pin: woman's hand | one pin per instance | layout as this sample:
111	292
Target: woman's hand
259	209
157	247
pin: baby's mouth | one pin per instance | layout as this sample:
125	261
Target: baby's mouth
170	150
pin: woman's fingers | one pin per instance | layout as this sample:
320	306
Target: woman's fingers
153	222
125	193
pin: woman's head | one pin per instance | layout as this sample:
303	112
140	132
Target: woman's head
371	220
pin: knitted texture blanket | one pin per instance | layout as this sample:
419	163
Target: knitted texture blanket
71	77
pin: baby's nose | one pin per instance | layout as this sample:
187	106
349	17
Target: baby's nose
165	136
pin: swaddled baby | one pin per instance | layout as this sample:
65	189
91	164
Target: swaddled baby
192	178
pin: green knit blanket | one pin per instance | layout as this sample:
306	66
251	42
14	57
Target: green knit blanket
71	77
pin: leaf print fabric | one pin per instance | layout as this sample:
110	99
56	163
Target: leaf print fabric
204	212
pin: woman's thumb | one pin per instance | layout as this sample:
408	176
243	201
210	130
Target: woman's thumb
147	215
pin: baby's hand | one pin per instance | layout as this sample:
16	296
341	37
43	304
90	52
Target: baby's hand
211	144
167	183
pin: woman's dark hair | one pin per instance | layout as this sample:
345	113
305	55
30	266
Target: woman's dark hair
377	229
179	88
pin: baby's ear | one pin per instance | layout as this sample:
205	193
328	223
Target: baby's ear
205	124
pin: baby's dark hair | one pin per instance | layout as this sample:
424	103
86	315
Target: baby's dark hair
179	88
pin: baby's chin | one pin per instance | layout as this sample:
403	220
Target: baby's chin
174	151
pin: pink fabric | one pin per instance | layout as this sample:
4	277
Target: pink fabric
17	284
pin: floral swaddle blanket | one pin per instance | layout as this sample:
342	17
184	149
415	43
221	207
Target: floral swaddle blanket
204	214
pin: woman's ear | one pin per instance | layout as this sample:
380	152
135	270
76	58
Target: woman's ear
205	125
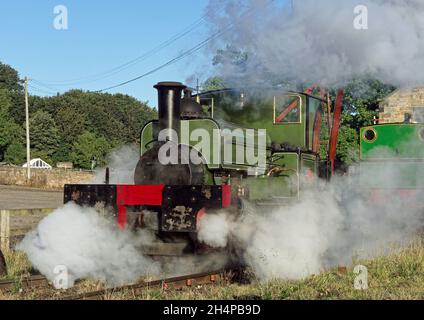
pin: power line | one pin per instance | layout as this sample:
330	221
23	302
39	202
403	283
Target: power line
181	56
122	67
43	85
40	90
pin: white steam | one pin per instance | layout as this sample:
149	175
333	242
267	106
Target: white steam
88	245
330	225
317	41
121	163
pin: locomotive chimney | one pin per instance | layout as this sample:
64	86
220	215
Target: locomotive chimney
169	105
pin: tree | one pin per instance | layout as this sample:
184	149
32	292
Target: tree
9	131
213	83
88	147
9	78
15	153
360	107
44	135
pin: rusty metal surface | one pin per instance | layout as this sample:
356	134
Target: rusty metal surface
33	281
175	283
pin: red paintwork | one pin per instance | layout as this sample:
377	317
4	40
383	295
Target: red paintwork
226	196
294	105
132	195
334	136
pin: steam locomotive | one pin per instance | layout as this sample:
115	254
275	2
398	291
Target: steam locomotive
172	198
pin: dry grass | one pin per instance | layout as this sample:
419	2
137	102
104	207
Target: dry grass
399	275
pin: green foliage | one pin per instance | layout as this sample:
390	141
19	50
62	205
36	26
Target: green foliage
213	83
57	123
230	55
360	107
15	153
87	148
9	78
44	135
9	131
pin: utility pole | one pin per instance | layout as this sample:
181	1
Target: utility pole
27	129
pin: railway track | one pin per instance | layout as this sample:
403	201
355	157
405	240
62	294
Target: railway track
174	283
27	282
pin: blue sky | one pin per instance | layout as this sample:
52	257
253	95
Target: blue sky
101	36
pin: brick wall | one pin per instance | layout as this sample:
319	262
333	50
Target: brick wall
46	179
401	102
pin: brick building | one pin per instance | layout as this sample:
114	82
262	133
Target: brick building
403	104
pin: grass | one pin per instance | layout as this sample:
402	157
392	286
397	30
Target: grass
399	275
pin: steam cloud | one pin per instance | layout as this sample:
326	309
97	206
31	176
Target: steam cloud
330	225
88	245
317	42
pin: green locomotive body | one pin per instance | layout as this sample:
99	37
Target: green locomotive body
292	125
392	162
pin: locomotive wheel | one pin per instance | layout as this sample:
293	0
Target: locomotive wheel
3	268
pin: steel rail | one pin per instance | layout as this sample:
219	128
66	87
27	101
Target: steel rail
32	281
174	283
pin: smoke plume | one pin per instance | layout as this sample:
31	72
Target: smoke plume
333	223
122	163
317	41
88	245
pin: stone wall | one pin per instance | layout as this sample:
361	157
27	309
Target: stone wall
401	102
53	179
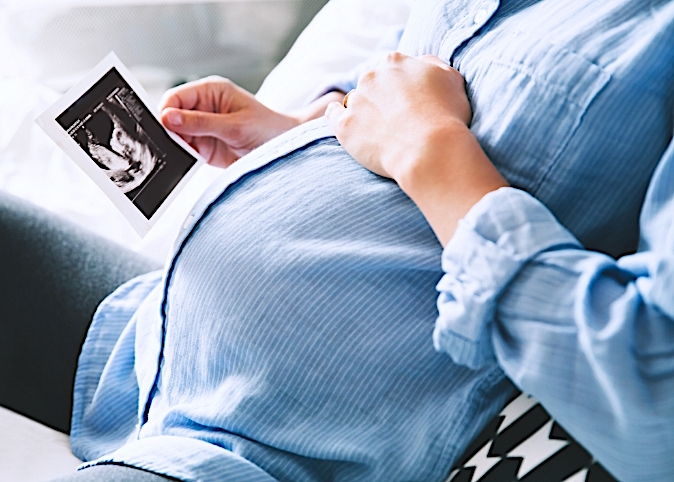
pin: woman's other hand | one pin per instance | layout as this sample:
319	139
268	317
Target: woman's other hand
223	122
408	120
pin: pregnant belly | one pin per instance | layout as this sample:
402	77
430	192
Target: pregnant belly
302	309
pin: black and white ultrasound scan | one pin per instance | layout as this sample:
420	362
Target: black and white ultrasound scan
123	142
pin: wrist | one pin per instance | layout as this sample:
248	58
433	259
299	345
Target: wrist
447	176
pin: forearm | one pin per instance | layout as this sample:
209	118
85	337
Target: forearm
583	334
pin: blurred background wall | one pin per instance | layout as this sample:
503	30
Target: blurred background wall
163	42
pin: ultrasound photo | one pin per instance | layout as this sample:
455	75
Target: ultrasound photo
118	132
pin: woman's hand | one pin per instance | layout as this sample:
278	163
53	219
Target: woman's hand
223	122
408	120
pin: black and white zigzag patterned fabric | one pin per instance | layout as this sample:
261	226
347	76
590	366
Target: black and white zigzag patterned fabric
523	443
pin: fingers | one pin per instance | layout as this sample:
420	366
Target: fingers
199	123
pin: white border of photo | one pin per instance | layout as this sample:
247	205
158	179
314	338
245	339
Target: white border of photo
47	121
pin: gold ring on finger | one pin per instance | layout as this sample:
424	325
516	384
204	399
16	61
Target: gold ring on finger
346	98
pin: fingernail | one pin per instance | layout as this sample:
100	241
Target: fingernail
175	118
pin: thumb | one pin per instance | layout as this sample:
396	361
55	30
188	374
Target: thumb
334	113
197	123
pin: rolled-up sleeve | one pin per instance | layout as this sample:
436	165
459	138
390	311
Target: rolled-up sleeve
591	337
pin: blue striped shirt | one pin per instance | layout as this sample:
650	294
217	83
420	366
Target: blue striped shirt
294	335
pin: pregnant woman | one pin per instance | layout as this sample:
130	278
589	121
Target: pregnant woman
294	334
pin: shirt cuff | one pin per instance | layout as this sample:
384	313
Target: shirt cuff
498	236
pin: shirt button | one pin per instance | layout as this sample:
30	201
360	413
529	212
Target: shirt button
188	221
480	17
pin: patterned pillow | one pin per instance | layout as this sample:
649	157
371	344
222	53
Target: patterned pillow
523	443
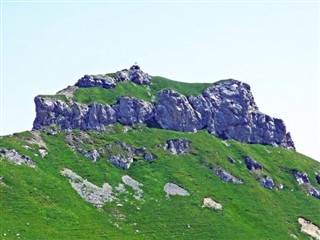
□ □ □
** Task objective **
Copy out every one of the records above word for word, leaving out the pictures.

** Worked solution **
pin: woman's hand | one pin per instance | layout as this sample:
111	292
Target: woman's hand
259	209
157	247
pin: baby's mouth | one pin per instance | layout as this sample:
125	261
Target: baby's mouth
170	150
pin: woman's fingers | one pin per instance | layout as this sample:
320	306
Target: woman's fingers
153	222
125	193
pin: woman's head | one pin per instance | layout as this sample:
303	112
140	132
Target: woman's head
371	220
pin: knitted texture blanket | one pin per instance | layout as this sample:
419	163
Target: knitted texture blanket
71	77
pin: baby's nose | one pin per instance | layout as this sample:
187	106
349	17
Target: baby's nose
165	136
pin: swaddled baby | one pin per instance | layout as this sample:
65	189
91	164
Target: swaddled baby
192	178
pin: green knit blanket | one pin per instance | layout as this sample:
306	66
251	42
14	57
Target: green knit blanket
71	77
pin: leaf print fabric | one pin per instance | layout as this sample:
110	99
56	163
Target: leaf print fabric
204	212
pin: woman's thumb | one pin per instance | layout as this sample:
408	176
243	201
210	130
Target: woman's thumb
147	215
pin: baby's hand | one pin per instance | layout as this sample:
16	296
341	37
43	304
90	52
Target: baby's hand
211	144
167	183
pin: woman's dark hair | one pin per instance | layout as this sample:
345	113
305	55
30	266
Target: woman's dark hair
377	229
179	88
pin: baby's ear | one pin per instance | layout as this sample:
205	193
328	223
Target: baby's ear
205	124
pin: baby's dark hair | one pin per instance | layout as this sample:
424	103
86	315
Target: baby's dark hair
179	88
pin: baby's chin | one pin per instance | layout as this sample:
403	220
Target: baby's chin
174	151
pin: pink fabric | one pin per instance | layout as this sample:
4	277
Target: pink fabric
17	284
pin: floral swaddle blanket | one pin per instance | layout as this sample:
342	17
184	149
415	43
221	207
Target: floral swaddle blanket
204	214
pin: woman's ear | one pin per instance | layout as this sample:
380	152
135	270
76	58
Target: woman's ear
205	125
pin: power line | one pin per instance | layout as this sample:
330	221
23	302
39	202
403	283
Target: power line
181	56
122	67
43	85
40	90
pin: white steam | one pin per instance | layout as this sample:
149	175
333	242
267	106
Target: white steam
88	245
330	225
317	41
121	163
pin: locomotive chimney | one pin per instance | layout as this sample:
64	86
220	215
Target: locomotive chimney
169	105
pin: tree | one pin per instance | layout as this sample:
184	149
32	292
Target: tree
9	131
213	83
88	147
9	78
15	153
360	107
44	135
pin: rusty metal surface | one pin per instance | layout as this sample:
356	134
Target: rusty metal surface
33	281
175	283
pin: red paintwork | one pin per instance | layout as this sample:
377	317
4	40
383	295
Target: red paintwork
226	196
294	105
132	195
334	136
pin: steam locomotive | one pin per instance | layout as this sample:
115	254
275	2
398	291
Target: steam locomotive
172	198
pin: dry grass | one pin per instance | layout as this sample:
419	2
137	102
104	207
Target: dry grass
399	275
pin: green foliage | one pin per instance | layout as this sample:
390	141
19	50
62	205
36	26
Target: green foliage
213	83
57	123
230	55
360	107
15	153
87	148
9	78
44	135
9	131
pin: utility pole | one pin per instance | layout as this sample:
181	1
Target: utility pole
27	129
pin: railway track | one pin per instance | layout as this sample:
403	201
355	157
405	240
62	294
Target: railway track
174	283
27	282
pin: blue sky | one pin per instance | layout as this sample:
52	257
253	95
Target: blue sky
101	36
pin: brick wall | one pin per instance | layout as this sample:
319	262
333	50
Target: brick wall
46	179
401	102
pin: brick building | one pin per instance | layout as this sample:
114	82
262	133
Target: brick building
403	104
pin: grass | one pin per instance | layout as this sample:
402	157
392	286
397	30
Target: grass
399	275
pin: steam cloud | one pin per instance | layout as this sample:
326	309
97	206
31	176
Target: steam cloud
330	225
88	245
317	42
pin: green locomotive body | one pin per instance | layout as this sample:
99	37
Target: green locomotive body
292	125
392	162
pin: locomotive wheel | one pin per instance | layout as this sample:
293	0
Target: locomotive wheel
3	268
pin: steel rail | one pin per instance | layout as this sample:
219	128
66	87
27	101
Target: steel rail
32	281
174	283
pin: smoke plume | one pin per instance | layout as this sample:
31	72
Target: smoke plume
333	223
122	163
317	41
88	245
pin: stone wall | one pin per instance | layout as this sample:
361	157
27	309
Target: stone wall
401	102
53	179
pin: woman's other hand | one pin per instance | layout as this sample:
319	139
268	317
Target: woman's other hand
223	122
408	120
pin: pregnant belly | one pin per instance | layout as this sample:
402	77
430	192
Target: pregnant belly
302	309
pin: black and white ultrasound scan | one pin per instance | layout as this sample:
420	362
Target: black and white ultrasound scan
123	142
pin: wrist | one pin per instance | layout as this sample:
248	58
433	259
299	345
Target: wrist
447	176
pin: forearm | one pin per instance | layout as this sample:
209	118
85	337
Target: forearm
583	334
pin: blurred background wall | one pin per instance | layout as this sample:
503	30
Target: blurred background wall
163	42
pin: ultrasound photo | one pin per instance | layout as this sample:
455	75
Target: ultrasound photo
118	132
pin: woman's hand | one pin per instance | layout as this sample:
278	163
53	219
Target: woman's hand
223	122
408	120
pin: black and white zigzag patterned fabric | one pin per instance | layout as this sample:
261	226
347	76
590	366
Target: black and white zigzag patterned fabric
523	443
pin: fingers | one pin per instance | layout as this sample:
420	366
Target: fingers
199	123
pin: white border of photo | one pin per instance | layout as this sample:
247	205
158	179
314	338
245	339
Target: white border of photo
47	121
pin: gold ring on finger | one pin per instance | layout as this sample:
424	325
516	384
204	399
16	61
Target: gold ring on finger
346	98
pin: fingernail | one pin per instance | layout as this sample:
100	241
Target: fingernail
175	118
pin: thumb | one pin per instance | layout as this sample:
396	361
55	30
188	374
Target: thumb
334	113
197	123
pin: rolled-up sleeve | one pin per instance | layout as this sample:
436	165
459	138
390	311
Target: rolled-up sleeve
591	337
pin: blue striped shirt | one pin per instance | layout as this sample:
650	294
217	83
420	366
Target: blue striped shirt
294	335
pin: pregnant woman | one pin per instance | layout as this sample:
130	278
589	121
Target: pregnant woman
294	334
pin: shirt cuff | one pin per instance | layout as this sample:
384	313
Target: shirt cuff
498	236
pin: shirt button | one pin per instance | layout as this sample:
30	201
360	413
529	212
Target: shirt button
188	221
480	17
pin: patterned pillow | one pin per instance | layout as this sample:
649	157
371	344
222	53
Target: patterned pillow
523	443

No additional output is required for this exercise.